**EXCERPTED PASSAGE**
= Jimmy Raye Youth Foundation =

American youth education foundation

The Jimmy Raye Youth Foundation is an American organization started by football coach Jimmy Raye II with his friend Ronald "Chase" Chalmers as a means of benefiting underprivileged children in the Cumberland County area of North Carolina. It was incorporated in Wake County in 1998. The two joined their efforts to provide college scholarships to local students as well as cover registration fees for recreational sports. Each year, a luncheon is held to raise funds for the foundation and allow the local community to meet current and former NFL stars. At the conclusion of the luncheon, a free football clinic is held for the attending children and is directed by Raye as well as the attending past and present NFL players. The criteria for selecting a scholar recipient are determined by Chalmer's three children. While the scholarship is intended to provide an opportunity for a young person to attend college, academic performance and integrity are highly important as the foundation tries to enhance the success of adolescents in the Fayetteville, North Carolina, community.

== Mission ==

The mission of the Jimmy Raye Youth Foundation is to provide educational opportunities to identified "at-risk" adolescents that will enhance their ability to successfully function in society and positively impact the social and physical environment.

**GIVEN INFORMATION**
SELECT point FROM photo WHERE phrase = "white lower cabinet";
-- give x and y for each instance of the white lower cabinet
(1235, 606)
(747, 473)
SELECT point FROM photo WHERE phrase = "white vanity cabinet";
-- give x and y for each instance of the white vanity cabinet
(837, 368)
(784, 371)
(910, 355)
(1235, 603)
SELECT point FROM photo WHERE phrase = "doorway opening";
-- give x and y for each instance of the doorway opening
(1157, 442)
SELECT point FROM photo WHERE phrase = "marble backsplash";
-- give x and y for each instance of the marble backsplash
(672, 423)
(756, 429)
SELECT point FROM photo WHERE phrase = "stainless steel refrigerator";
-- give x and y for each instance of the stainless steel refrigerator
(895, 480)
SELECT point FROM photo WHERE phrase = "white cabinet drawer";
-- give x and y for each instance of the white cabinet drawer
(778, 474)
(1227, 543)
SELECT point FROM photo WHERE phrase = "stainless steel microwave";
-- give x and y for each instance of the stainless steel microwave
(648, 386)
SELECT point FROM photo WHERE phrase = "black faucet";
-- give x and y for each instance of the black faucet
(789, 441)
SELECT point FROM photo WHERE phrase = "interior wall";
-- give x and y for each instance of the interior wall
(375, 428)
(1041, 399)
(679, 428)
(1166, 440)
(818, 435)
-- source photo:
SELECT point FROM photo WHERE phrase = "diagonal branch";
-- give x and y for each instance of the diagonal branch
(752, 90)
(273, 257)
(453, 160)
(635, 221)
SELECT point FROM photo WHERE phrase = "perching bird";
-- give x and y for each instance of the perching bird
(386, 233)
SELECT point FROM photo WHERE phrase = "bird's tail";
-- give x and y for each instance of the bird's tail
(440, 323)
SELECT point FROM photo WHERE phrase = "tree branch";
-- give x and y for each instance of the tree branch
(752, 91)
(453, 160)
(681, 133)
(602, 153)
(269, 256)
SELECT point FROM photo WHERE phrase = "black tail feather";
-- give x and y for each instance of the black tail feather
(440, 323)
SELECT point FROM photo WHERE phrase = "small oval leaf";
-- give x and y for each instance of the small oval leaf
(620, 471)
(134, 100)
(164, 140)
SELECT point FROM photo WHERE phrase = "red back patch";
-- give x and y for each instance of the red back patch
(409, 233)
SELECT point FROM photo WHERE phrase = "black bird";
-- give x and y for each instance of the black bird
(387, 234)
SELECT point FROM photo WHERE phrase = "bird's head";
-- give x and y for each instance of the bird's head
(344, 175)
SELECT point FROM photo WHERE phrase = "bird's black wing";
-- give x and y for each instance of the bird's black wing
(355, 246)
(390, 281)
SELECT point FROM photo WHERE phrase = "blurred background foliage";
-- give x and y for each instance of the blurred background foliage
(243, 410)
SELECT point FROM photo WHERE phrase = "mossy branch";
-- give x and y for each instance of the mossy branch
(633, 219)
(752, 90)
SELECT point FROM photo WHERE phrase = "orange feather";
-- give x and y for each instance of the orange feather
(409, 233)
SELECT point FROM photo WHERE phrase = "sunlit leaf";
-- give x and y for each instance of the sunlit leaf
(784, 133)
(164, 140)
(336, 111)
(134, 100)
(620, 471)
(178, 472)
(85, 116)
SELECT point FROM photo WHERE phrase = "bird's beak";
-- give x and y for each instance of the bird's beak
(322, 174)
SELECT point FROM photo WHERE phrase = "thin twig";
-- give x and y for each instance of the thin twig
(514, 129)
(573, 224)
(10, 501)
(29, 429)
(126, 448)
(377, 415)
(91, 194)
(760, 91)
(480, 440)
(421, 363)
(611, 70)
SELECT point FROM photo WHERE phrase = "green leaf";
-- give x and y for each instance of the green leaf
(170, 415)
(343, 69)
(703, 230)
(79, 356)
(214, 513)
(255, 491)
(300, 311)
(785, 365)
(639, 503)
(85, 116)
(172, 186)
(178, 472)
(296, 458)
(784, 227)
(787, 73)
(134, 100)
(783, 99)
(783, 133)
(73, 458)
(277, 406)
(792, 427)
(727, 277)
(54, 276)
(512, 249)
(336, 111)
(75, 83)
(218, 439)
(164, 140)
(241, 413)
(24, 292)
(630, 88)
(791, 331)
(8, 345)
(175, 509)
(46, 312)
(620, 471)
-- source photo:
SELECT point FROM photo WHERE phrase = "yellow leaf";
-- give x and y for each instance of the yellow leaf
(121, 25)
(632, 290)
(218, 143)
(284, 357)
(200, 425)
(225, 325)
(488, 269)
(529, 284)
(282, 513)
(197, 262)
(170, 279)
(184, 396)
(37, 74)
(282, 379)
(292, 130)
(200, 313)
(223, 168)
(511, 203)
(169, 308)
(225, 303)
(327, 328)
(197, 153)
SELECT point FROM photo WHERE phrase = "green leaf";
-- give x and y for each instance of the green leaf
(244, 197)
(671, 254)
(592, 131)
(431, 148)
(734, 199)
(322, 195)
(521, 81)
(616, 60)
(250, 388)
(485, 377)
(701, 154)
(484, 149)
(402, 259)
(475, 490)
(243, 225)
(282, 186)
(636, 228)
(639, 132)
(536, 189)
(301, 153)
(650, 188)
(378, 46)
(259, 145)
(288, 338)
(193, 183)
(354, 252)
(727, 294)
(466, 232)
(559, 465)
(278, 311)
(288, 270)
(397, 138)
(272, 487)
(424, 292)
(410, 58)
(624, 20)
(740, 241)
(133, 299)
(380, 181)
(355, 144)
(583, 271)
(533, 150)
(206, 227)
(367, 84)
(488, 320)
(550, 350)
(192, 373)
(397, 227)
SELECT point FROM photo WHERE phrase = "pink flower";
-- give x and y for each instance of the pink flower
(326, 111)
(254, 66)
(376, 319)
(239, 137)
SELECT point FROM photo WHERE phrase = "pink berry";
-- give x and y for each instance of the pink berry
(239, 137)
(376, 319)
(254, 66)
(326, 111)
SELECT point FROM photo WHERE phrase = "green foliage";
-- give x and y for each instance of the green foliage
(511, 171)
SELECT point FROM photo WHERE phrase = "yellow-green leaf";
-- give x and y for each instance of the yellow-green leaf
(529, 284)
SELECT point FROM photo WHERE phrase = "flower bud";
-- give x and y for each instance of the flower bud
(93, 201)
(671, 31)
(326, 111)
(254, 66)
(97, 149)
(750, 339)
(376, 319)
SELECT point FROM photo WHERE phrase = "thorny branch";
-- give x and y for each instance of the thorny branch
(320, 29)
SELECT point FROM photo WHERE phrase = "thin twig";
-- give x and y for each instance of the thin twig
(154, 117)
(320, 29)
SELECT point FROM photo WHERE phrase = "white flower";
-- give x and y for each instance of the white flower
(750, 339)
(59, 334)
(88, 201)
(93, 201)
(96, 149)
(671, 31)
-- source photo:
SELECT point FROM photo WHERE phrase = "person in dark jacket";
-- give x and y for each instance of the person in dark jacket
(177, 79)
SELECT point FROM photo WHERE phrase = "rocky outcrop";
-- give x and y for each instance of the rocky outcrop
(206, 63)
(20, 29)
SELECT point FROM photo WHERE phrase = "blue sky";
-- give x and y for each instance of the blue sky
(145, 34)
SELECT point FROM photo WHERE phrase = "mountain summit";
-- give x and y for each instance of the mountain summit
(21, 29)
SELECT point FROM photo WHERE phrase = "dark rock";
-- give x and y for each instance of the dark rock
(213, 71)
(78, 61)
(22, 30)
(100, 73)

**REQUIRED ACTIONS**
A - According to the Jimmy Raye Youth Foundation article, in what year was the foundation incorporated?
B - List every kind of support or event that the Jimmy Raye Youth Foundation article says the foundation provides or holds.
C - Why, according to the Jimmy Raye Youth Foundation article, are academic performance and integrity highly important in the scholarship?
The listing has no connection to the article on the Jimmy Raye Youth Foundation.

**RESPONSES PER TASK**
A - 1998

B -
- College scholarships for local students
- Coverage of registration fees for recreational sports
- A yearly luncheon to raise funds and let the community meet current and former NFL stars
- A free football clinic for the attending children after the luncheon

C - The foundation tries to enhance the success of adolescents in the Fayetteville, North Carolina, community. For that reason, academic performance and integrity carry great weight, even though the scholarship is meant to give a young person a chance to attend college.